# [ÜBUNGSTEXT]
┄┄┄┄┄┄

Thekchen Chöling, Dharamsala, HP, Indien – Seine Heiligkeit der Dalai Lama wurde von Mind Mingle eingeladen über die Notwendigkeit einer säkularen Ethik im Bildungssystem zu sprechen. Mind Mingle ist eine Initiative zur Förderung der erfahrungsorientierten Lernmethodik, der zielgerichteten Erziehung und des Verständnisses der einzigartigen Vorlieben und des Potenzials jedes Kindes. Naveen Sharma, Mitbegründer und Direktor von Mind Mingle, begrüßte Seine Heiligkeit und sagte ihm, dass die heutige Online-Veranstaltung ein wahrgewordener Traum sei. Er erwähnte, dass Mind Mingle auch mit dem sozialen, emotionalen und ethischen Lernen (SEE Learning) in Indien, welches an der Emory Universität mit Unterstützung und Ermutigung Seiner Heiligkeit entwickelt wurde, in Verbindung steht. Anschliessend bat Sharma um die Gedanken Seiner Heiligkeit über säkulare Ethik.
„Danke“, antwortete Seine Heiligkeit, „mein größter Wunsch ist es, eine glückliche Welt zu sehen. Wissen alleine ist kein Garant für Glück. Es gibt brillante, hochgebildete Menschen in der Welt, die unglücklich sind. Die moderne Bildung orientiert sich an materiellen Zielen, aber um glücklich zu sein, brauchen wir ‚Ahimsa‘ und ‚Karuna‘, Gewaltlosigkeit und Mitgefühl, die seit Tausenden von Jahren Teile der indischen Tradition sind. Mitgefühl bringt uns inneren Frieden, innere Stärke und weniger Angst. Gewaltlosigkeit bedeutet, dass wir in unserem physischen und verbalen Verhalten anderen keinen Schaden zufügen. Und um wirklich gewaltfrei zu sein, müssen wir mitfühlend sein.

┄┄┄┄┄┄

# [DATEN ZUR PRÜFUNG]
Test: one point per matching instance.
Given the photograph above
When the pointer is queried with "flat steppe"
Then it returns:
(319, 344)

┄┄┄┄┄┄

# [DEINE AUFGABE]
Gib den Abschnitt des Übungstexts wieder, der mit den Worten „Thekchen Chöling, Dharamsala, HP, Indien“ beginnt und nach „über säkulare Ethik.“ endet, und tausche dabei „Online-Veranstaltung“ gegen „Videokonferenz“ aus. Die Daten stehen in keinem Zusammenhang mit dem Übungstext.

# [ANTWORT UNTEN]
Thekchen Chöling, Dharamsala, HP, Indien – Seine Heiligkeit der Dalai Lama wurde von Mind Mingle eingeladen über die Notwendigkeit einer säkularen Ethik im Bildungssystem zu sprechen. Mind Mingle ist eine Initiative zur Förderung der erfahrungsorientierten Lernmethodik, der zielgerichteten Erziehung und des Verständnisses der einzigartigen Vorlieben und des Potenzials jedes Kindes. Naveen Sharma, Mitbegründer und Direktor von Mind Mingle, begrüßte Seine Heiligkeit und sagte ihm, dass die heutige Videokonferenz ein wahrgewordener Traum sei. Er erwähnte, dass Mind Mingle auch mit dem sozialen, emotionalen und ethischen Lernen (SEE Learning) in Indien, welches an der Emory Universität mit Unterstützung und Ermutigung Seiner Heiligkeit entwickelt wurde, in Verbindung steht. Anschliessend bat Sharma um die Gedanken Seiner Heiligkeit über säkulare Ethik.